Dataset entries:
....

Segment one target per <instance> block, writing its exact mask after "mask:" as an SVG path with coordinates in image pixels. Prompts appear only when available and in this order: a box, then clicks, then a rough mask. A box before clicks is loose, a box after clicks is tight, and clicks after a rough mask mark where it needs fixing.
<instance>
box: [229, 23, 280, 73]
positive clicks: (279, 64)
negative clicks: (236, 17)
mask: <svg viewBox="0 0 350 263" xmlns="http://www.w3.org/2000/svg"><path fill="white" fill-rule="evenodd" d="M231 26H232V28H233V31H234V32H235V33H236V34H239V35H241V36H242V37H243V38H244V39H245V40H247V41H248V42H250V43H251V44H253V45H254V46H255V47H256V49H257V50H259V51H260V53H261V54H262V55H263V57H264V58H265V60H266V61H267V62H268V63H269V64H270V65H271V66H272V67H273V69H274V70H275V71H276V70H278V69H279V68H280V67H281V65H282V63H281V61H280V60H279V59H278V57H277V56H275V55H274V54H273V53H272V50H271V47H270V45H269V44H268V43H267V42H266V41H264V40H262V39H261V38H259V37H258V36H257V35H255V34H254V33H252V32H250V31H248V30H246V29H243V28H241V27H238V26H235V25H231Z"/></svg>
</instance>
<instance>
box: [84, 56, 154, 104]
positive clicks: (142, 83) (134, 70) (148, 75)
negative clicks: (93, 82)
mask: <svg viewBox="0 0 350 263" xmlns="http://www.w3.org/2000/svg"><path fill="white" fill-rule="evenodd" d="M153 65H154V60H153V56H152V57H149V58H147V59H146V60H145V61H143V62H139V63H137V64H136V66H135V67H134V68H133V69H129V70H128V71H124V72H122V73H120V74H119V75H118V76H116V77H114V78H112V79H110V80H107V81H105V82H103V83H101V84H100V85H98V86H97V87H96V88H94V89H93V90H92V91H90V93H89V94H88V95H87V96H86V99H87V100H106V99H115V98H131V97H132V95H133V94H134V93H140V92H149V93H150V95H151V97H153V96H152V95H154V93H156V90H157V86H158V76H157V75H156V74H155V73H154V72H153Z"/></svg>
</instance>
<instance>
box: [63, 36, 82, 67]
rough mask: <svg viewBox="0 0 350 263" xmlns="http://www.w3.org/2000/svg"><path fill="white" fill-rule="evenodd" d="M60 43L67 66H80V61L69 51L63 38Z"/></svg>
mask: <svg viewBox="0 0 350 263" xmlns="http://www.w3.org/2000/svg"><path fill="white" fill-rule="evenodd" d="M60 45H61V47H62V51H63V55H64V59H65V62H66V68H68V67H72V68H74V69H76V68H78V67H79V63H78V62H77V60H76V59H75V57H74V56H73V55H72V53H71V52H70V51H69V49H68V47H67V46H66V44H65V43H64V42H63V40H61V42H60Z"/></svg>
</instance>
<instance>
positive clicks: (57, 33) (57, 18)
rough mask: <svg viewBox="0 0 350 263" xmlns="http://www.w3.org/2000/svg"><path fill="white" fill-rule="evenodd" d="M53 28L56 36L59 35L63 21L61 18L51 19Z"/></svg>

....

Retype all of the data exactly, so that nothing differs from what is given.

__Result below__:
Segment one target per <instance> block, writing its exact mask after "mask:" as an SVG path with coordinates in image pixels. Prompts appear only when available and in this order: a box, then clicks, then a rough mask. A box before clicks is loose, a box after clicks is tight, and clicks after a rough mask mark where it needs fixing.
<instance>
box: [229, 23, 280, 73]
positive clicks: (279, 64)
negative clicks: (236, 17)
mask: <svg viewBox="0 0 350 263" xmlns="http://www.w3.org/2000/svg"><path fill="white" fill-rule="evenodd" d="M231 26H232V28H233V31H234V32H235V33H236V34H239V35H241V36H242V37H243V38H244V39H245V40H247V41H248V42H250V43H251V44H253V45H254V46H255V47H256V49H257V50H259V51H260V53H261V54H262V55H263V57H264V58H265V60H266V61H267V62H268V63H269V64H270V65H271V66H272V67H273V69H274V70H275V71H276V70H278V69H279V68H280V67H281V65H282V63H281V61H280V60H279V59H278V57H277V56H275V55H274V54H273V53H272V50H271V47H270V45H269V44H268V43H267V42H266V41H264V40H262V39H261V38H259V37H258V36H257V35H255V34H254V33H252V32H250V31H248V30H246V29H243V28H241V27H238V26H235V25H231Z"/></svg>
</instance>
<instance>
box: [84, 56, 154, 104]
positive clicks: (142, 83) (134, 70) (148, 75)
negative clicks: (93, 82)
mask: <svg viewBox="0 0 350 263" xmlns="http://www.w3.org/2000/svg"><path fill="white" fill-rule="evenodd" d="M153 65H154V60H153V56H152V57H149V58H147V59H146V60H145V61H143V62H139V63H137V64H136V66H135V67H134V68H133V69H129V70H128V71H124V72H122V73H120V74H119V75H118V76H116V77H114V78H112V79H110V80H107V81H105V82H103V83H101V84H100V85H98V86H97V87H96V88H94V89H93V90H92V91H90V93H89V94H88V95H87V96H86V99H87V100H106V99H115V98H131V97H132V95H133V94H134V93H140V92H149V93H150V95H151V97H153V96H152V95H154V93H156V90H157V86H158V76H157V75H156V74H155V73H154V72H153Z"/></svg>
</instance>
<instance>
box: [63, 36, 82, 67]
rough mask: <svg viewBox="0 0 350 263" xmlns="http://www.w3.org/2000/svg"><path fill="white" fill-rule="evenodd" d="M60 43L67 66H80V61L69 51L63 38Z"/></svg>
mask: <svg viewBox="0 0 350 263" xmlns="http://www.w3.org/2000/svg"><path fill="white" fill-rule="evenodd" d="M60 45H61V47H62V51H63V55H64V59H65V62H66V68H68V67H72V68H74V69H76V68H78V67H79V63H78V62H77V60H76V59H75V57H74V56H73V55H72V53H71V52H70V51H69V49H68V47H67V46H66V44H65V43H64V42H63V40H61V42H60Z"/></svg>
</instance>
<instance>
positive clicks: (57, 33) (57, 18)
rough mask: <svg viewBox="0 0 350 263" xmlns="http://www.w3.org/2000/svg"><path fill="white" fill-rule="evenodd" d="M53 28L56 36L59 35L63 21L61 18L51 19Z"/></svg>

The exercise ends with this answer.